• _What the task asks_: Nothing beyond the line containing "of the light" should be printed; print each line exactly from the first line of the listing below through it.

• _Record excerpts_:
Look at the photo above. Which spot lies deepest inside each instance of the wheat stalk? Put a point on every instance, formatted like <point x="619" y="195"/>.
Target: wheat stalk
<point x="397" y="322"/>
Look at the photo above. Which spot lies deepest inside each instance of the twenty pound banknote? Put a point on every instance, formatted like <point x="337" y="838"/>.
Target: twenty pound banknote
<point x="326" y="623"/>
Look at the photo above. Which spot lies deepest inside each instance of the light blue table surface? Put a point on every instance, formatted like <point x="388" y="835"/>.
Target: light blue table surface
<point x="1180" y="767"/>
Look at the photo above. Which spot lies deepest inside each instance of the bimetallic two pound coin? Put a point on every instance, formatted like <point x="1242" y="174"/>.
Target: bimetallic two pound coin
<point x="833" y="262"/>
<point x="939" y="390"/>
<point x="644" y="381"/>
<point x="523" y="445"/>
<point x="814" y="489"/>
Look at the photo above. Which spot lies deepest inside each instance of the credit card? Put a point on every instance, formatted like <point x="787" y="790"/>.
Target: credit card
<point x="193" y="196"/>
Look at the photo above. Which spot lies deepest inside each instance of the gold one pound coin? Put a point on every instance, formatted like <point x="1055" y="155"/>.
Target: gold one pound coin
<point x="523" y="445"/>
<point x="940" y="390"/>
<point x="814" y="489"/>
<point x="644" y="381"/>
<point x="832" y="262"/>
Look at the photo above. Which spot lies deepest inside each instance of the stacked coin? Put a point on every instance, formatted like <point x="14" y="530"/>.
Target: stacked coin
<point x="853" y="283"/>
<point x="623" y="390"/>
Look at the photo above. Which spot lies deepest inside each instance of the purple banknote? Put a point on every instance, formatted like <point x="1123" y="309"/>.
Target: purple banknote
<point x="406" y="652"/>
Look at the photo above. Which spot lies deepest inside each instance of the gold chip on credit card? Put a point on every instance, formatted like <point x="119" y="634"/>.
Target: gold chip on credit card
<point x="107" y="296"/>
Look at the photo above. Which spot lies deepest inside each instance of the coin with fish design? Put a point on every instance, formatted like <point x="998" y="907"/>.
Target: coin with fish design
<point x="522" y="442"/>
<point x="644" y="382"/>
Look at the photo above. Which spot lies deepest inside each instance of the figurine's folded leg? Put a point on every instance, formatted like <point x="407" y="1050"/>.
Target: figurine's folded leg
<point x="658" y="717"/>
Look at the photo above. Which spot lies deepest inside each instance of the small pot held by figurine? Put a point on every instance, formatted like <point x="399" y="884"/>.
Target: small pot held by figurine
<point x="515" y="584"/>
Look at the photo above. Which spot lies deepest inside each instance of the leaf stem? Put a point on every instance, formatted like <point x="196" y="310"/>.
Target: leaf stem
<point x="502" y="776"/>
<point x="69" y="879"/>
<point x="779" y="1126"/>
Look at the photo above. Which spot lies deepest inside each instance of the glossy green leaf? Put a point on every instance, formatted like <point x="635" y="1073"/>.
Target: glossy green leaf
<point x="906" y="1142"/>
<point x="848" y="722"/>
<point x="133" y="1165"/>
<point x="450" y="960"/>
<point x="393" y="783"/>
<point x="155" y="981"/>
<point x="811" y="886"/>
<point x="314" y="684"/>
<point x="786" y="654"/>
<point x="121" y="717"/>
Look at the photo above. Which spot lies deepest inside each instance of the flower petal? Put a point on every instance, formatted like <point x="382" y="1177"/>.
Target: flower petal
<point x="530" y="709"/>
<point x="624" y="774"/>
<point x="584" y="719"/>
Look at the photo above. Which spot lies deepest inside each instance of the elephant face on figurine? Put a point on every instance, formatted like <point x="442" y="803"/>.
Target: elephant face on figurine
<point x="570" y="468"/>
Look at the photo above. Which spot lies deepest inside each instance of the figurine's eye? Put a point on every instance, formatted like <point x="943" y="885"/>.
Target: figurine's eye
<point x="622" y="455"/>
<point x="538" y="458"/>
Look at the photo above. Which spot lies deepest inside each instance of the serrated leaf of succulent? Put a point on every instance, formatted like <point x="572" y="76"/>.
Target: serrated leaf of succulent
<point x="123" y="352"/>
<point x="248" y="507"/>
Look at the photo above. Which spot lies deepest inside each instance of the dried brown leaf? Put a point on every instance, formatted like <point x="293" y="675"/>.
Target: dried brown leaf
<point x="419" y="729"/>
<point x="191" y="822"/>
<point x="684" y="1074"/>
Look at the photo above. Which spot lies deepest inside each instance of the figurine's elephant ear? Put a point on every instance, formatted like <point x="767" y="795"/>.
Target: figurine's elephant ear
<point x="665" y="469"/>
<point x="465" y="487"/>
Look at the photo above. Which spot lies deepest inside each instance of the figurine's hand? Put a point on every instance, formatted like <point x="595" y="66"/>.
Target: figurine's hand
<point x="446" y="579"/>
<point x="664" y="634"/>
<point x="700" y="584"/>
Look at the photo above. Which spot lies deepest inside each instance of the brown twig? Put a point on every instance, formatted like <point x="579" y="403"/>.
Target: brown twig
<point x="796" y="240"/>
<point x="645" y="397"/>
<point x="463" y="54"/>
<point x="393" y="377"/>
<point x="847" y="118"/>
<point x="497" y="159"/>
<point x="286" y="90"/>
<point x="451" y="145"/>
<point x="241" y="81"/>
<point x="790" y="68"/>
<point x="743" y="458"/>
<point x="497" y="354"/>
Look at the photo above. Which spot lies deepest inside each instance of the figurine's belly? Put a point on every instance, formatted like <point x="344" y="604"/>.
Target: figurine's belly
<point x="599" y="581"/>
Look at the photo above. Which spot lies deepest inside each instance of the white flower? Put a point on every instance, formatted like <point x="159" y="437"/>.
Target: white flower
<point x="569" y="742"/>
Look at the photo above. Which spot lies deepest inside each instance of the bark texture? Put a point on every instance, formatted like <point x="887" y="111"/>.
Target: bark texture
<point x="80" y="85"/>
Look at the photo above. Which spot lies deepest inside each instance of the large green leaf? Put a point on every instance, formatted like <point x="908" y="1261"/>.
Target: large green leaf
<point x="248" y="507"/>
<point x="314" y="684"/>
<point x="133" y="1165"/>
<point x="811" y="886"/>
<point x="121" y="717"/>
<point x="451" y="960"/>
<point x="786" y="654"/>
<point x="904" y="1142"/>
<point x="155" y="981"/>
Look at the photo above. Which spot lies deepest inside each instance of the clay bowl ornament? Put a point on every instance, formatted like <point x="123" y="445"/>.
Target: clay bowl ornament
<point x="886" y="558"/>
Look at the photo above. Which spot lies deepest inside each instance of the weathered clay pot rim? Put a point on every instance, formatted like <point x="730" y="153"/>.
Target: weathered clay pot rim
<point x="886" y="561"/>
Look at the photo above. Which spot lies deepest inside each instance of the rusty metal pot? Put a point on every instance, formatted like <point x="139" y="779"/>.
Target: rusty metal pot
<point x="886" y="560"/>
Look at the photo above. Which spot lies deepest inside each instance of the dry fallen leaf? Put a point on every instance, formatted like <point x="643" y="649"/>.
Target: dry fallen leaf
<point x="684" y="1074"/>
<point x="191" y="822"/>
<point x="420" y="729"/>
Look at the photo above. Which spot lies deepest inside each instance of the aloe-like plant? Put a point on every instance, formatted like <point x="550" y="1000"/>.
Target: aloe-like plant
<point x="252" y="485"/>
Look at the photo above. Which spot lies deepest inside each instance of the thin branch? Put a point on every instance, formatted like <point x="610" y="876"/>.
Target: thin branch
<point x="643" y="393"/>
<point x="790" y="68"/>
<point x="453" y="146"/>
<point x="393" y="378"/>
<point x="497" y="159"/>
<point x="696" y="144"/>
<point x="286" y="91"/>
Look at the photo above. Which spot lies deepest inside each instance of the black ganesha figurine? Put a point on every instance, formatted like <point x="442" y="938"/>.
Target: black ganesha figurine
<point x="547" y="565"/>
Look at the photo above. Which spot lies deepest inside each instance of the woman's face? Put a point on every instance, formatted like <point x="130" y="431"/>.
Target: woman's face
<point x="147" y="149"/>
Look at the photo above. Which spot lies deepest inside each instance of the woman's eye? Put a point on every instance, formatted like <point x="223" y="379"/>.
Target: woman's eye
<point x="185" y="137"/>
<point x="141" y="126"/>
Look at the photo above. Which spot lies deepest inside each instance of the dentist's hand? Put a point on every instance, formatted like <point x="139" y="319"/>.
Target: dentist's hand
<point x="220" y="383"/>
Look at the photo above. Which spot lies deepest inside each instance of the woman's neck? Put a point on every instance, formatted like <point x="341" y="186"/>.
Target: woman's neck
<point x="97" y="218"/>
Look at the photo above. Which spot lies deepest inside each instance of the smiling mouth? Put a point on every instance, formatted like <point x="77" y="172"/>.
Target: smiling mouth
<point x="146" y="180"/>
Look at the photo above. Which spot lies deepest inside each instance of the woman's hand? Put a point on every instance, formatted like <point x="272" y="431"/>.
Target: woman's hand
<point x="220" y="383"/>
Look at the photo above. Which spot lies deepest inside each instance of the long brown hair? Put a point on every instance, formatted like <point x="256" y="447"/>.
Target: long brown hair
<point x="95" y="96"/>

• _Exercise response_:
Look at the photo above. Which spot lies deepest inside each instance of the wheat stalk? Put a point on every instance, formatted like <point x="619" y="195"/>.
Target: wheat stalk
<point x="397" y="322"/>
Look at the photo above. Which spot lies deepest inside each instance of the twenty pound banknote? Put a point on every instance, formatted like <point x="337" y="838"/>.
Target: twenty pound banknote
<point x="326" y="623"/>
Look at the photo above. Which spot lies deepest inside each instance of the light blue table surface? Put a point on every instance, formatted like <point x="388" y="835"/>.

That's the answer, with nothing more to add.